▸ Objective: In the entries that follow, identify the line containing "One marker serves each instance of the woman's bare" and return it together with all later lines, exactly as they appear.
------------------------
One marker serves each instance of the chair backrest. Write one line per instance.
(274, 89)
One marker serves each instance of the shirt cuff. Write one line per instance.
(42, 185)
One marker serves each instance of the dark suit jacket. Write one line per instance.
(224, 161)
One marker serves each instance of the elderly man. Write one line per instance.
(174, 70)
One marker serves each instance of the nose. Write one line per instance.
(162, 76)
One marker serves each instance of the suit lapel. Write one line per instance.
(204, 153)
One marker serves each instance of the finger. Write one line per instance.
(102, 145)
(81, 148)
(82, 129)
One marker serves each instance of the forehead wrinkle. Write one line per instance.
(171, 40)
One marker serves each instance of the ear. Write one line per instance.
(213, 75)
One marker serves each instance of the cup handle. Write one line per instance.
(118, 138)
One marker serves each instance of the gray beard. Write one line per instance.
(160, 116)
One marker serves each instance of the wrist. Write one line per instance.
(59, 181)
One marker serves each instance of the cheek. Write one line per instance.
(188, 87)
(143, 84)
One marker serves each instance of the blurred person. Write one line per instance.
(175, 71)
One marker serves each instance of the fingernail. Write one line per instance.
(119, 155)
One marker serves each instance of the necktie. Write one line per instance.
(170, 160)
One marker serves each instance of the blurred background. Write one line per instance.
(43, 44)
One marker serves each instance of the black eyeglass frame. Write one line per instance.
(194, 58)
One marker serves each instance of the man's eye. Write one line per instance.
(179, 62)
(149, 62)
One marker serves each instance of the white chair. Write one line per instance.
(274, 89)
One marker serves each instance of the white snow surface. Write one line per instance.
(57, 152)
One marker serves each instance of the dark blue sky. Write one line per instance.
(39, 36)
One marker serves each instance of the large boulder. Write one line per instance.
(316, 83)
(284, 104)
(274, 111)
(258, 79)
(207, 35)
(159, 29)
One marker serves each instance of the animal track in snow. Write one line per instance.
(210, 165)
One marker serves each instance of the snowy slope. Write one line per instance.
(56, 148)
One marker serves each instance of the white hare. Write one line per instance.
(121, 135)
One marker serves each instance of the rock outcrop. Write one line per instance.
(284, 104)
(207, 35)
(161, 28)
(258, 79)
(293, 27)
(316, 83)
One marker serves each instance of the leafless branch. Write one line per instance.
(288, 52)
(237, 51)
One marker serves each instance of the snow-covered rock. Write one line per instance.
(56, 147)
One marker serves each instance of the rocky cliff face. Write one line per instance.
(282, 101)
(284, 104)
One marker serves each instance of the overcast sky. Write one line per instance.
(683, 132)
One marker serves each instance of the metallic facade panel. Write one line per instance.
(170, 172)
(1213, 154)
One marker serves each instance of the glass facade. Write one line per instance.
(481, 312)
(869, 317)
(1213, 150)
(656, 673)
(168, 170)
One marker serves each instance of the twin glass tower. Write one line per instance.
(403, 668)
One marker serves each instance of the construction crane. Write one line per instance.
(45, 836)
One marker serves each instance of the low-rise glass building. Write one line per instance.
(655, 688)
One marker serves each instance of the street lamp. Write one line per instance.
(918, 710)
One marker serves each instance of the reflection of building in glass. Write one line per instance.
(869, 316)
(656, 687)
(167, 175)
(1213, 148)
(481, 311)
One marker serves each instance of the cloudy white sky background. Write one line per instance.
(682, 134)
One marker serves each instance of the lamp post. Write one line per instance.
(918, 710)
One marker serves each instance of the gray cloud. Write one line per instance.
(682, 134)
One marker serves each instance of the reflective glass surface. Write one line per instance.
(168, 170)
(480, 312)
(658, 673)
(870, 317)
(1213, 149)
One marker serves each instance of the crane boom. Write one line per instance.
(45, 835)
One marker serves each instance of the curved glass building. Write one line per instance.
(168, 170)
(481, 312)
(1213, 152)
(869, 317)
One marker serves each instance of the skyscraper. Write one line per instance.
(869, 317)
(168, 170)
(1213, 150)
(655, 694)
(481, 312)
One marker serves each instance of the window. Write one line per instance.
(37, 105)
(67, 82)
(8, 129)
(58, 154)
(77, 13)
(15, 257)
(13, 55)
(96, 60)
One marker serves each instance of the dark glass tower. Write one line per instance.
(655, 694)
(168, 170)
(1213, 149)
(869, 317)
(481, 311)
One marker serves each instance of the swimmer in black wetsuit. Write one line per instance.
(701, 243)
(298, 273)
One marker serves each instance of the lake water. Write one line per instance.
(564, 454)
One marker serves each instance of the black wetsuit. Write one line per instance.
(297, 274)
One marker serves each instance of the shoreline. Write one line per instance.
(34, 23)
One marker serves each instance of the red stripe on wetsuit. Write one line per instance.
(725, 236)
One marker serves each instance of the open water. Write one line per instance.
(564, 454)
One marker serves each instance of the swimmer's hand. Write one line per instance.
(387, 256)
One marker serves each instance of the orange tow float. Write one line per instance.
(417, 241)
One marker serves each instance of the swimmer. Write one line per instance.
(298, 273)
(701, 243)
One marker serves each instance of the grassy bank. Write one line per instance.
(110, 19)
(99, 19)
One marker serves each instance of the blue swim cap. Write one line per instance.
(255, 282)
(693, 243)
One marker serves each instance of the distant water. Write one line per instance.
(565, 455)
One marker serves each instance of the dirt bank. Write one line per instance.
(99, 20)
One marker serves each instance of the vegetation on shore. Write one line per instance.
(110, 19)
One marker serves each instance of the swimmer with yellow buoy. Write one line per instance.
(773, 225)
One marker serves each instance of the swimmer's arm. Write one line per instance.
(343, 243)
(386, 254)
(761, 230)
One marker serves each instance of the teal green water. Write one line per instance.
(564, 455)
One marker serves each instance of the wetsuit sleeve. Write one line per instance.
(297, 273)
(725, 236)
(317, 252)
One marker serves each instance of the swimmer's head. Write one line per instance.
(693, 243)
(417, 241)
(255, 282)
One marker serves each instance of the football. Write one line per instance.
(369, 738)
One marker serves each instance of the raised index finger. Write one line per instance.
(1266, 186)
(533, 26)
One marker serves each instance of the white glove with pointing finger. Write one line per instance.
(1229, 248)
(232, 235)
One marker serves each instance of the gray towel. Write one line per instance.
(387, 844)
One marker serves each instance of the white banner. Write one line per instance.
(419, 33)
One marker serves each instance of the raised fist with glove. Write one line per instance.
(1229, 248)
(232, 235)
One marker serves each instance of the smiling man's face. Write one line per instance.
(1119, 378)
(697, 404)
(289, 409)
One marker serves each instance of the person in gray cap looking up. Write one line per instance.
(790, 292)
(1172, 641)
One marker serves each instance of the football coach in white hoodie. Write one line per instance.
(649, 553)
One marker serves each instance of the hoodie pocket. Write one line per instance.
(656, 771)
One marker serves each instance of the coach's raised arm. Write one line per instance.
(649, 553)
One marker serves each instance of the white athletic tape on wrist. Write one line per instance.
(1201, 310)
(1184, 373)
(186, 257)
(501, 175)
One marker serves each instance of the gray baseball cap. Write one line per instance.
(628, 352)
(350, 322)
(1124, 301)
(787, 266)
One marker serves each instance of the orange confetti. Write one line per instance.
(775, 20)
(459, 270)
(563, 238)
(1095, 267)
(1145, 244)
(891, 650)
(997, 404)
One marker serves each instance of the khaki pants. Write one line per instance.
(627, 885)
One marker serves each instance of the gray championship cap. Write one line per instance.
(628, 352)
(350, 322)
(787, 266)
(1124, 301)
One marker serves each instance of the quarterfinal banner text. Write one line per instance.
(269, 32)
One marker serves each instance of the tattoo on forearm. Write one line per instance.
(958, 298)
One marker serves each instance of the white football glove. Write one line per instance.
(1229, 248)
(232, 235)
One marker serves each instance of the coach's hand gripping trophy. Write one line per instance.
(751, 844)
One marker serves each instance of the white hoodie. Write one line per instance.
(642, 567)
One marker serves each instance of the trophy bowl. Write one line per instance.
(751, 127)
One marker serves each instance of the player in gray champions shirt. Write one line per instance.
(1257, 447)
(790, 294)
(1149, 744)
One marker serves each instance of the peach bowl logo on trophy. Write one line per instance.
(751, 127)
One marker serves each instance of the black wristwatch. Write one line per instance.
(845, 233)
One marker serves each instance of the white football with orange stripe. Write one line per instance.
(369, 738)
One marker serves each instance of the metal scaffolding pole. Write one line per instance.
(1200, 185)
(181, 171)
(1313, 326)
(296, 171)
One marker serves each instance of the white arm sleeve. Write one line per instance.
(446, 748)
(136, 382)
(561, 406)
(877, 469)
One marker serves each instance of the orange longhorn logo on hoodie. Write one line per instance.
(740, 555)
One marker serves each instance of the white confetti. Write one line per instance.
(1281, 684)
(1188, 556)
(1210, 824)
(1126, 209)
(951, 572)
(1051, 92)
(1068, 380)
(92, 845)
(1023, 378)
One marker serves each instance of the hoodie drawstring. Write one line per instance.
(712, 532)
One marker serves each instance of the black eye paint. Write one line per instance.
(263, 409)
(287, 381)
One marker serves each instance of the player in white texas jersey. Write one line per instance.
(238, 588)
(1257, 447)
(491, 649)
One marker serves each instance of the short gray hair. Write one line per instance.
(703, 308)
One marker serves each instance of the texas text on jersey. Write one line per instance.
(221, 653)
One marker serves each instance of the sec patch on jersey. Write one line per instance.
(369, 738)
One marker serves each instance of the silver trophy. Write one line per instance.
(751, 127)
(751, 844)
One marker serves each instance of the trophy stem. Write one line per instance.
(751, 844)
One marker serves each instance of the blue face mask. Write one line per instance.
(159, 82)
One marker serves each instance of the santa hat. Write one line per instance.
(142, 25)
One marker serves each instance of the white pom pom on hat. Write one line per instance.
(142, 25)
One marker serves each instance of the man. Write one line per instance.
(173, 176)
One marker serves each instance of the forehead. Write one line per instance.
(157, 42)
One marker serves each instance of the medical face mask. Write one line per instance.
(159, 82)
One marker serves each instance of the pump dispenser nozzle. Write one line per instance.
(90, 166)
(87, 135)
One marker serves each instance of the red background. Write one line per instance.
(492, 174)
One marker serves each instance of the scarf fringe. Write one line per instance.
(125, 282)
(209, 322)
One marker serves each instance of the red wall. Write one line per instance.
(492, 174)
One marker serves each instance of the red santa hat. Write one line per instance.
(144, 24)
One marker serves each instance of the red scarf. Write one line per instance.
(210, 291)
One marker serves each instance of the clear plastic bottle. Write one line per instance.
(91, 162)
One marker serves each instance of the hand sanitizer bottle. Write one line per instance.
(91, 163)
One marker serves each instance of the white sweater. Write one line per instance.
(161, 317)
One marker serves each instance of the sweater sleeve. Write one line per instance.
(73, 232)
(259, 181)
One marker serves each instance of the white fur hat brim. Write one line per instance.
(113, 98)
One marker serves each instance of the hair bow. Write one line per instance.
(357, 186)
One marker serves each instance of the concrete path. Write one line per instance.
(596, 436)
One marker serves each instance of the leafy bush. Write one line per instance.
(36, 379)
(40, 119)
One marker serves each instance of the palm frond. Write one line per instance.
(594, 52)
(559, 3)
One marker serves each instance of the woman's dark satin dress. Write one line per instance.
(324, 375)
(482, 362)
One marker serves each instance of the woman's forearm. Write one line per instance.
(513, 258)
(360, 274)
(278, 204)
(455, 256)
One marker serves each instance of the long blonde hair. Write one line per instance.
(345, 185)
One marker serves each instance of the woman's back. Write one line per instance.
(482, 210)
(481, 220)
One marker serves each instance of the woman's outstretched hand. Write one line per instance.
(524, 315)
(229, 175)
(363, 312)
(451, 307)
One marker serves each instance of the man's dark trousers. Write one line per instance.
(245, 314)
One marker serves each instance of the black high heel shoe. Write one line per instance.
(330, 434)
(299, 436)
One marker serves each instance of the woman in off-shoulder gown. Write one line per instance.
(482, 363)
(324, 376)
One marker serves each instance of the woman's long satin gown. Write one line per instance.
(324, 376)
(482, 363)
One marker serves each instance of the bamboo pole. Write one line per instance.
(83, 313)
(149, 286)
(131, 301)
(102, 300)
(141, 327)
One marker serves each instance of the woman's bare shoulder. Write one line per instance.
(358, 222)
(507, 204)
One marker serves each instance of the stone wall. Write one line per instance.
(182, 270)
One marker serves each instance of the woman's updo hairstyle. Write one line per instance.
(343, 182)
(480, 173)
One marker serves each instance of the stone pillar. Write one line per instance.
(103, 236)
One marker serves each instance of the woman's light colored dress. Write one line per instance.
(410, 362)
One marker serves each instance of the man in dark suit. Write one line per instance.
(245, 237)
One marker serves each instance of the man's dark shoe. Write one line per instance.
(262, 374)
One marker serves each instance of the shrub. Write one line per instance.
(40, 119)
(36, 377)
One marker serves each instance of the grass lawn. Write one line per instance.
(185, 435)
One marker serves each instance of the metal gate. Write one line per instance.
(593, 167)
------------------------
▸ Answer below:
One marker serves each instance of the woman's bare shoulder. Write one line per instance.
(358, 222)
(507, 204)
One marker serves each instance of the stone wall. Write one line per instance.
(182, 270)
One marker serves each instance of the woman's updo hairstyle. Write one line per instance.
(343, 182)
(480, 173)
One marker serves each instance of the stone pillar. Write one line per instance.
(103, 236)
One marker serves each instance of the woman's light colored dress. Write one line per instance.
(410, 362)
One marker serves each instance of the man in dark suit. Write one line per instance.
(245, 237)
One marker serves each instance of the man's dark shoe. Write one line per instance.
(262, 374)
One marker serves each instance of the shrub. Write one line per instance.
(40, 119)
(36, 377)
One marker serves each instance of the grass lawn. Write one line per instance.
(185, 435)
One marker serves each instance of the metal gate. Write one line per instance.
(593, 167)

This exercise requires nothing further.